Entrevue avec Claude Chagnon

« On ne peut pas se substituer à l’État »

Chaque année, la Fondation André et Lucie Chagnon verse 70 millions à différents organismes de proximité afin de remplir sa mission : prévenir la pauvreté par la réussite éducative des jeunes. Malgré des investissements considérables, la Fondation ne veut pas se substituer à l’État, mais bien travailler avec lui, explique le président de l’organisme, Claude Chagnon. Entretien.

Vous publiez aujourd’hui un grand sondage sur les aspirations des Québécois en matière de politiques sociales. Qu’est-ce qui vous a amenés à faire ce sondage ? Vouliez-vous lancer une mise en garde au gouvernement en cette période de restrictions budgétaires ?

Pas du tout. Avec la Fondation, nous faisons régulièrement ce genre de sondage. L’hiver dernier, La Presse a fait un dossier pour savoir à quoi rêvent les Québécois. On a été surpris de voir que beaucoup rêvaient d’un monde sans pauvreté. On a voulu creuser la question. Comme Fondation, on veut travailler avec tout le monde. On a sondé la population pour échanger l’information et permettre de faire les choix collectifs les plus judicieux pour le futur.

Quelle est la principale surprise de ces résultats, selon vous ?
—————
__Consignes__
a: Réécrivez le passage de l'entretien avec Claude Chagnon qui commence à « Entrevue avec Claude » et se termine à « Claude Chagnon. Entretien. », en remplaçant « président » par « directeur général ».
b: Relevez toutes les phrases interrogatives de l'entretien avec Claude Chagnon.

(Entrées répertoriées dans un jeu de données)
—————
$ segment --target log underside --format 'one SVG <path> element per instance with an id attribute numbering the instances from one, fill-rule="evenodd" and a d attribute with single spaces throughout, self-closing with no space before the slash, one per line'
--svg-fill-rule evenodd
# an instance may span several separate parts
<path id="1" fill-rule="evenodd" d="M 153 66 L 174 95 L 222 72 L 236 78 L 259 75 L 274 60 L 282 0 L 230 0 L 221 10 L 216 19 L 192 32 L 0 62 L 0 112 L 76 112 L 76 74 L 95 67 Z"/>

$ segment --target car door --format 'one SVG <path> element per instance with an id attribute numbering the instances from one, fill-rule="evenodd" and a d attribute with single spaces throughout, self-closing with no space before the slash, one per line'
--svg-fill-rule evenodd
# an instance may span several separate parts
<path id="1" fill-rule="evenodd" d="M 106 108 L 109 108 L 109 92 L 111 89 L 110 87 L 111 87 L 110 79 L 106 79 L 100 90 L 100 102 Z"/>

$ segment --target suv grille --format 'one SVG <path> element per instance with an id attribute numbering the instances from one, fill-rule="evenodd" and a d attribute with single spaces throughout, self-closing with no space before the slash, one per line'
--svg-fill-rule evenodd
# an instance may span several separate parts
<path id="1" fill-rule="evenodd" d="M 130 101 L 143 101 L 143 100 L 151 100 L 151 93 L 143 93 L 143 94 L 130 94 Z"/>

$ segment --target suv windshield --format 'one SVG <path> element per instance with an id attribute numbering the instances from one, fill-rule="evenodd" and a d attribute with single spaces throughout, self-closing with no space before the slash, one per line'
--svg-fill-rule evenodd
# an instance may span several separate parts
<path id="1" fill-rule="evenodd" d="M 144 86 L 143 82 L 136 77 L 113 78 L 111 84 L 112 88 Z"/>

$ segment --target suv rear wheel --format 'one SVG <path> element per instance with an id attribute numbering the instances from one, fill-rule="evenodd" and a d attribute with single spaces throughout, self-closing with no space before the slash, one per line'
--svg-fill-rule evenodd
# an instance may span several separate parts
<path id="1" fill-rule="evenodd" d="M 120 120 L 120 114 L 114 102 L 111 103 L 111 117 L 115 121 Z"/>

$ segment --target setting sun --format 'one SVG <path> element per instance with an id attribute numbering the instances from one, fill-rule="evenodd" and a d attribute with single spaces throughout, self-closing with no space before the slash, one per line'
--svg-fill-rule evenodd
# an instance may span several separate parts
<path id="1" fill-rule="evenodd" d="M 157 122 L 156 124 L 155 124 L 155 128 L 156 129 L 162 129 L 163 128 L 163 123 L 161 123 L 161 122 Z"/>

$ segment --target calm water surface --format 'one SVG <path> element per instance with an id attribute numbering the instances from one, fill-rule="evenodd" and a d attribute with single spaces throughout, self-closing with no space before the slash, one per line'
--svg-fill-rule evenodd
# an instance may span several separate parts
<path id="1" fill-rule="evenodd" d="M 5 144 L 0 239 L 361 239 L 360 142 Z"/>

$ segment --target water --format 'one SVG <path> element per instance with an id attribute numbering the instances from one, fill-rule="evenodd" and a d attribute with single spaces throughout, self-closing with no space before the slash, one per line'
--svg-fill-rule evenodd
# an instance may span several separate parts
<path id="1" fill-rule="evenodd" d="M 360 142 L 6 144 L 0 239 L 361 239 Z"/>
—————
__Corrigé des exercices__
a:
Entrevue avec Claude Chagnon

« On ne peut pas se substituer à l’État »

Chaque année, la Fondation André et Lucie Chagnon verse 70 millions à différents organismes de proximité afin de remplir sa mission : prévenir la pauvreté par la réussite éducative des jeunes. Malgré des investissements considérables, la Fondation ne veut pas se substituer à l’État, mais bien travailler avec lui, explique le directeur général de l’organisme, Claude Chagnon. Entretien.

b:
Qu’est-ce qui vous a amenés à faire ce sondage ?
Vouliez-vous lancer une mise en garde au gouvernement en cette période de restrictions budgétaires ?
Quelle est la principale surprise de ces résultats, selon vous ?